There’s a great deal of debate over how much power patients should have. One of the arenas in which the battle is waged is access to the medical record. After all, the record contains information that’s intimate and subjective; is it the doctor’s prerogative to keep sole control?
Some would say yes. Dr. Edwin Leap, an emergency-room doctor and blogger, recently lamented the difficulty of recording the naked truth. He wonders: Instead of writing dispassionately about a 35-year-old man who wrecked his moped while drunk and is now in the ER complaining about a superficial scratch, why can’t he document, “This enormous whining man-child is drunk all of the time, lost his license, and is now playing the pain card to obtain yet more mind-altering substances, which he will either abuse or sell from his mother’s basement until he is struck and killed by a large truck or slips into an Oxycodone/Xanax/moonshine coma and ceases all respiration”?
It might be truthful, at least according to the doctor’s perspective, but how would it play if the patient read that in his record? And how much of this observation is accurate vs. a subjective judgment on the part of the physician? It’s interesting to note that among the physicians who participated in the Open Notes pilot project, a bit of self-censoring may have taken place. Many reported that they made some changes in what they document and that they spent more time writing their notes.
While this may be a concern, it’s not significant enough to conclude that opening up the doctor’s notebook to patients is a bad idea, writes Michael Meltsner, who penned an accompanying patient perspective to the Open Notes study in the Annals of Internal Medicine.
In fact, the clear value outweighs any of the negatives, Meltsner concludes. Patients aren’t served well when information is kept from them, he writes. Although the truth may cause anxiety, “pain and anxiety are part of the human condition and are as likely to be produced by a sense of ignorance and powerlessness as by knowledge. The difference turns on who decides.”
Moreover, giving patients access to their full medical record can help them become more engaged in their care and more accountable for their health, Meltsner writes. “The benefits that come from a greater flow of information hold considerable promise for creating a healthier society, a result that is plainly worth the costs.”
····················
CHECK YOUR UNDERSTANDING ::
**1)** Return the stretch from "It might be" through "writing their notes." in the passage on patients' access to medical records, copied word for word.
**2)** List the three substances named in the coma that the emergency-room doctor imagines in the passage on patients' access to medical records.
The entries come from a separate source unrelated to the passage on patients' access to medical records.

INFORMATION PROVIDED ::
····················
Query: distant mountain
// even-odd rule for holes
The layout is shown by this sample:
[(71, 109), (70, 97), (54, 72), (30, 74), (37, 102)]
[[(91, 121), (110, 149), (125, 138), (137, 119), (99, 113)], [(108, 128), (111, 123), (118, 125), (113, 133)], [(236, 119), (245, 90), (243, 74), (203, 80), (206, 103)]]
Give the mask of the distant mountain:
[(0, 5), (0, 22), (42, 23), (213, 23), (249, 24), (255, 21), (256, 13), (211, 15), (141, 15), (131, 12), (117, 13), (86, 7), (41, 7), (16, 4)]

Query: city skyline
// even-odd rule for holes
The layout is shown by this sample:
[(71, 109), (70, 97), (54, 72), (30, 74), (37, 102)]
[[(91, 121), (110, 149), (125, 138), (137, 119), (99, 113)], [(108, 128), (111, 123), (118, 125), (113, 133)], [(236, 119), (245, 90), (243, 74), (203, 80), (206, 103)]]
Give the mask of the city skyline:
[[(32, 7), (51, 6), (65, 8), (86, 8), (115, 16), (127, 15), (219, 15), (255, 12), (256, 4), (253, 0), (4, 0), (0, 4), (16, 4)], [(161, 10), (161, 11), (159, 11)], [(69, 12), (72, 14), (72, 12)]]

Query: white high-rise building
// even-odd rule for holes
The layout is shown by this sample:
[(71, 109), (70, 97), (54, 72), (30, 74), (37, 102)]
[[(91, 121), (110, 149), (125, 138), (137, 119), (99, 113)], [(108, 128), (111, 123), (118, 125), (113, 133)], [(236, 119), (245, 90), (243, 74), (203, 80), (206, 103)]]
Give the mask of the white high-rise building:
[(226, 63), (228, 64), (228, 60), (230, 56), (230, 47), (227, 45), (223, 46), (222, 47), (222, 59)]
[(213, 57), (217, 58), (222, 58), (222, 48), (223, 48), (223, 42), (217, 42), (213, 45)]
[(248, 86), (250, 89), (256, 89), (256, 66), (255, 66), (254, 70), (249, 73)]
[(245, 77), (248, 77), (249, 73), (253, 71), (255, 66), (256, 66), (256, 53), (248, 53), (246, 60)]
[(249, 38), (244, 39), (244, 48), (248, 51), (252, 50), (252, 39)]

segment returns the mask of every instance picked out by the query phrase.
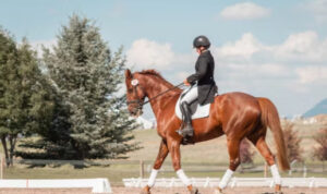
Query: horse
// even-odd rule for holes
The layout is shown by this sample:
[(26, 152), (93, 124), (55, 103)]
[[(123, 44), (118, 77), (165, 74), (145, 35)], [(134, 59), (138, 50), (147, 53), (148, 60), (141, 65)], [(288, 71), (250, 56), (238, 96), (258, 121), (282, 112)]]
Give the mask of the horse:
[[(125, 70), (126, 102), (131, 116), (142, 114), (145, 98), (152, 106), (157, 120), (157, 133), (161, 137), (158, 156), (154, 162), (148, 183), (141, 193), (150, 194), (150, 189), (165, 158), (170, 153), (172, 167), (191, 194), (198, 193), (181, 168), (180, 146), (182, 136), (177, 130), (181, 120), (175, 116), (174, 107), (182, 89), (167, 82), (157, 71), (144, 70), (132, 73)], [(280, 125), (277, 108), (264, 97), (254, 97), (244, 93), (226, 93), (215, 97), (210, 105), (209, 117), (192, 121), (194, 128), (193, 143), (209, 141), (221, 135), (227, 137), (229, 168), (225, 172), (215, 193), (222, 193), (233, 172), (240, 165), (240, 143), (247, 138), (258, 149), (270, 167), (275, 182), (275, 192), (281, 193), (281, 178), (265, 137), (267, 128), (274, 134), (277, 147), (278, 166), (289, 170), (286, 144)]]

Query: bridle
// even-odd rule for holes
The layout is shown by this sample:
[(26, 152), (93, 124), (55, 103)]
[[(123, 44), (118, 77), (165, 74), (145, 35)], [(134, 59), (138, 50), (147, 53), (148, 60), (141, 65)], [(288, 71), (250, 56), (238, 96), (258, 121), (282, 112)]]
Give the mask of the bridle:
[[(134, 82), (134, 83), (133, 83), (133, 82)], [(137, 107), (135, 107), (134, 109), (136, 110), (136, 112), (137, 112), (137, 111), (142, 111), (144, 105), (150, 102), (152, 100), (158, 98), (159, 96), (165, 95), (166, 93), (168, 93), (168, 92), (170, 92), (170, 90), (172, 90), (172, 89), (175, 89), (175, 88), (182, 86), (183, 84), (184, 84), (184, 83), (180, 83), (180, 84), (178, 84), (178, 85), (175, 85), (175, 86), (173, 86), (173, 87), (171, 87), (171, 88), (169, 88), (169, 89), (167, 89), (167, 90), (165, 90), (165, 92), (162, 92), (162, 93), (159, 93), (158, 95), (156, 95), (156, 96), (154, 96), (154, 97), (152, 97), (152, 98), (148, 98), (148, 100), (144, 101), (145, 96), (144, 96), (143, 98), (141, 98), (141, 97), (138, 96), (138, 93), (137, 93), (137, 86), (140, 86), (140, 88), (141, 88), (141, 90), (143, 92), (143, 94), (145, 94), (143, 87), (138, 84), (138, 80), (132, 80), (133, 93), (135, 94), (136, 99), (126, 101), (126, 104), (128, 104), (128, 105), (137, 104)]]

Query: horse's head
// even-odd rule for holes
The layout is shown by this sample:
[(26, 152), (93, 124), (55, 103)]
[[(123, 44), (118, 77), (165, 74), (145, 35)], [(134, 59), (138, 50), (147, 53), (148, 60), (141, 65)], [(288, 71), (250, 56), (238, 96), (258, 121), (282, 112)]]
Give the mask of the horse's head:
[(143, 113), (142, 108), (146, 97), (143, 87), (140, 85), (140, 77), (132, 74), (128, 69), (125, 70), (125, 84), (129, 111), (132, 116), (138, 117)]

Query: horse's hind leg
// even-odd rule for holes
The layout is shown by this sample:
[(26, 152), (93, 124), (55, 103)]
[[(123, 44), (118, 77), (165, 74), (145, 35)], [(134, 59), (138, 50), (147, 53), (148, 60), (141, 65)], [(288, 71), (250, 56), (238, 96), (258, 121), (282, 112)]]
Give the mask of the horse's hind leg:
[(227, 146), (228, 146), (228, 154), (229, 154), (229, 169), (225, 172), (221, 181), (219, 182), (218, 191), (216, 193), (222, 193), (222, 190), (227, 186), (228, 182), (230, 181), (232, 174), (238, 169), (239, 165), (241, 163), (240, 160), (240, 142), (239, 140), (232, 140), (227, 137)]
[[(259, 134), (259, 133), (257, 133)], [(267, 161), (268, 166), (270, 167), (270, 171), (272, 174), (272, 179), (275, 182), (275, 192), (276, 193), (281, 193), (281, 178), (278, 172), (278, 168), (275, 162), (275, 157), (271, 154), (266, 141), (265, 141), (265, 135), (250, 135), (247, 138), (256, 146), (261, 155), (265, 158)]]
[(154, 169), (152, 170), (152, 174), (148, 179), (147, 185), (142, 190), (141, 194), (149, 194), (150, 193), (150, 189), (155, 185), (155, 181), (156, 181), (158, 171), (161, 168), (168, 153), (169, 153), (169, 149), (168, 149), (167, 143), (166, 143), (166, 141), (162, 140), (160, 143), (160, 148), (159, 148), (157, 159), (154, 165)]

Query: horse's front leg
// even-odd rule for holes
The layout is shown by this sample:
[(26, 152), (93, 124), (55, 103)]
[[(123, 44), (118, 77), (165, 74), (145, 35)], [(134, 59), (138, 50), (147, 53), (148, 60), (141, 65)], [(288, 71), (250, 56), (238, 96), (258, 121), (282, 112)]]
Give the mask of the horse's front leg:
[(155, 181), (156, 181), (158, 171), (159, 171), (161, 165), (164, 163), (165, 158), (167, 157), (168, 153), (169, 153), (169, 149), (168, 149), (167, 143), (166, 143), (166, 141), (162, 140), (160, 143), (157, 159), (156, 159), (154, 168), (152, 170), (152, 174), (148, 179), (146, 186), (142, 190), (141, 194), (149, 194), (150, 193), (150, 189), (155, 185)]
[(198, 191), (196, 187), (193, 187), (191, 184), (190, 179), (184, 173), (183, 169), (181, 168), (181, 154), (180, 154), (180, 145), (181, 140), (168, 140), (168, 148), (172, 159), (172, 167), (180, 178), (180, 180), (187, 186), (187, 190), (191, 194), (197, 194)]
····················
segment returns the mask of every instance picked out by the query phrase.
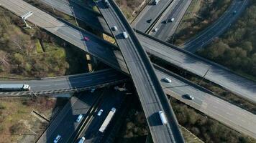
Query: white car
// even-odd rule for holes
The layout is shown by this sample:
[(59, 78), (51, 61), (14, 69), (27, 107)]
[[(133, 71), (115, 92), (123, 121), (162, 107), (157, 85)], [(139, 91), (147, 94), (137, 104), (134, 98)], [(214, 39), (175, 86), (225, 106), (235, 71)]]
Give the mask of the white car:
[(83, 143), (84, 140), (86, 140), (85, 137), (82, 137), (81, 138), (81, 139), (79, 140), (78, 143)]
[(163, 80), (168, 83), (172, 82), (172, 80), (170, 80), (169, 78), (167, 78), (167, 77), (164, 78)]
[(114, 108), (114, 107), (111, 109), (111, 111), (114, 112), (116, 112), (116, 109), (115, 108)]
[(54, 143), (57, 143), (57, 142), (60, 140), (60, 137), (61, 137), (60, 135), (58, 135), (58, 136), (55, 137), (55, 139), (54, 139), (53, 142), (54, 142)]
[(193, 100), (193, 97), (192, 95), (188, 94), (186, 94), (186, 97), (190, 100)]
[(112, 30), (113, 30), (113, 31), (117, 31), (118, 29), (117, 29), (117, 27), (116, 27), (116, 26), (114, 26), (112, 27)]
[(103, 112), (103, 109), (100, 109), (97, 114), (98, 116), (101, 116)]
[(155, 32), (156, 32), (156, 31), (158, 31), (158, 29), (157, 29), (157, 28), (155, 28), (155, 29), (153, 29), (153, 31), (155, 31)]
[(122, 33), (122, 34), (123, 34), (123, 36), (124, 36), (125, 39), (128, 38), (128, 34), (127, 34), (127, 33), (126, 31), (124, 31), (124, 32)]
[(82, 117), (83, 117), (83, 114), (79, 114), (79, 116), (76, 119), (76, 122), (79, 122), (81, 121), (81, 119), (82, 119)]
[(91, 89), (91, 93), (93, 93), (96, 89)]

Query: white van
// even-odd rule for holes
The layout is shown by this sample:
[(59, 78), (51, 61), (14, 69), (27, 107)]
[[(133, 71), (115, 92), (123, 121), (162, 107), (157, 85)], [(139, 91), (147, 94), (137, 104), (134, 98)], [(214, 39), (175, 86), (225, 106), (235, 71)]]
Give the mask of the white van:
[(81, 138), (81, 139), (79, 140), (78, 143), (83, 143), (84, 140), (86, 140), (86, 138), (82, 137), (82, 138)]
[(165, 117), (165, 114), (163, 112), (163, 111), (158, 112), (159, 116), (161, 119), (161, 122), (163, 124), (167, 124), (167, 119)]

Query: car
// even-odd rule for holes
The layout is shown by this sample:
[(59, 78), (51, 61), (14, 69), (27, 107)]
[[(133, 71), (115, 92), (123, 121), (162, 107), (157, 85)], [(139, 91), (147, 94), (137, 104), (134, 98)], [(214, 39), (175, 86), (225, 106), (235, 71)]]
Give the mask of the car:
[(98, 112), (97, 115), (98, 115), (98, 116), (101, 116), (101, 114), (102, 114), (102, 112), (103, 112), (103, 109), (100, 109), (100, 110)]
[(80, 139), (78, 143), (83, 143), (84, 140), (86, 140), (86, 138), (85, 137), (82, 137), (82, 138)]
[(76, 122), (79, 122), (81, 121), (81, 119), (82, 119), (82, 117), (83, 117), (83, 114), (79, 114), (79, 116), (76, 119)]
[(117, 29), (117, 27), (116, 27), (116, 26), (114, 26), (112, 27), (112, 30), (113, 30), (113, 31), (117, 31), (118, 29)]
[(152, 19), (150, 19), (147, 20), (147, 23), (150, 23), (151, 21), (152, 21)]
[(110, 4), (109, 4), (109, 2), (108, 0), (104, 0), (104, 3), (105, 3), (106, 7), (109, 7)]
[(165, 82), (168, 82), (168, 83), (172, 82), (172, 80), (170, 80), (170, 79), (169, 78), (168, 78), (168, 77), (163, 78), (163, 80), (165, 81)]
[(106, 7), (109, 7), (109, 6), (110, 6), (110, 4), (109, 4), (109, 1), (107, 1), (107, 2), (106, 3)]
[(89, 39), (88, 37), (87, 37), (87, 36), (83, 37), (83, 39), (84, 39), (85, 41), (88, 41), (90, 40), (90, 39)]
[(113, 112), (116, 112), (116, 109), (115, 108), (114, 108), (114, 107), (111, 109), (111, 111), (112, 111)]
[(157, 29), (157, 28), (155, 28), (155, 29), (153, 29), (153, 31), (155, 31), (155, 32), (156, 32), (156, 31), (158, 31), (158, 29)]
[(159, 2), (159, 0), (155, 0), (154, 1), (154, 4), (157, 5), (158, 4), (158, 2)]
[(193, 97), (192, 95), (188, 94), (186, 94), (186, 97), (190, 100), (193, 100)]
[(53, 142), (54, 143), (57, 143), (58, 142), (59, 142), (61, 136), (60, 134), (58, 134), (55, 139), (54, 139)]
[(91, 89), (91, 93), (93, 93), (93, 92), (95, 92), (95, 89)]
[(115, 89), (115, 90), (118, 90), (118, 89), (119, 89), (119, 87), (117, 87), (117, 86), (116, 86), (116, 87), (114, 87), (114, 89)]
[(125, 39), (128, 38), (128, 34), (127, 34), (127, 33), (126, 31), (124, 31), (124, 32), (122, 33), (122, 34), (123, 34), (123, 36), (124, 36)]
····················
RESPONSES TO THE TASKS ::
**1)**
It might be truthful, at least according to the doctor’s perspective, but how would it play if the patient read that in his record? And how much of this observation is accurate vs. a subjective judgment on the part of the physician? It’s interesting to note that among the physicians who participated in the Open Notes pilot project, a bit of self-censoring may have taken place. Many reported that they made some changes in what they document and that they spent more time writing their notes.

**2)**
Oxycodone
Xanax
moonshine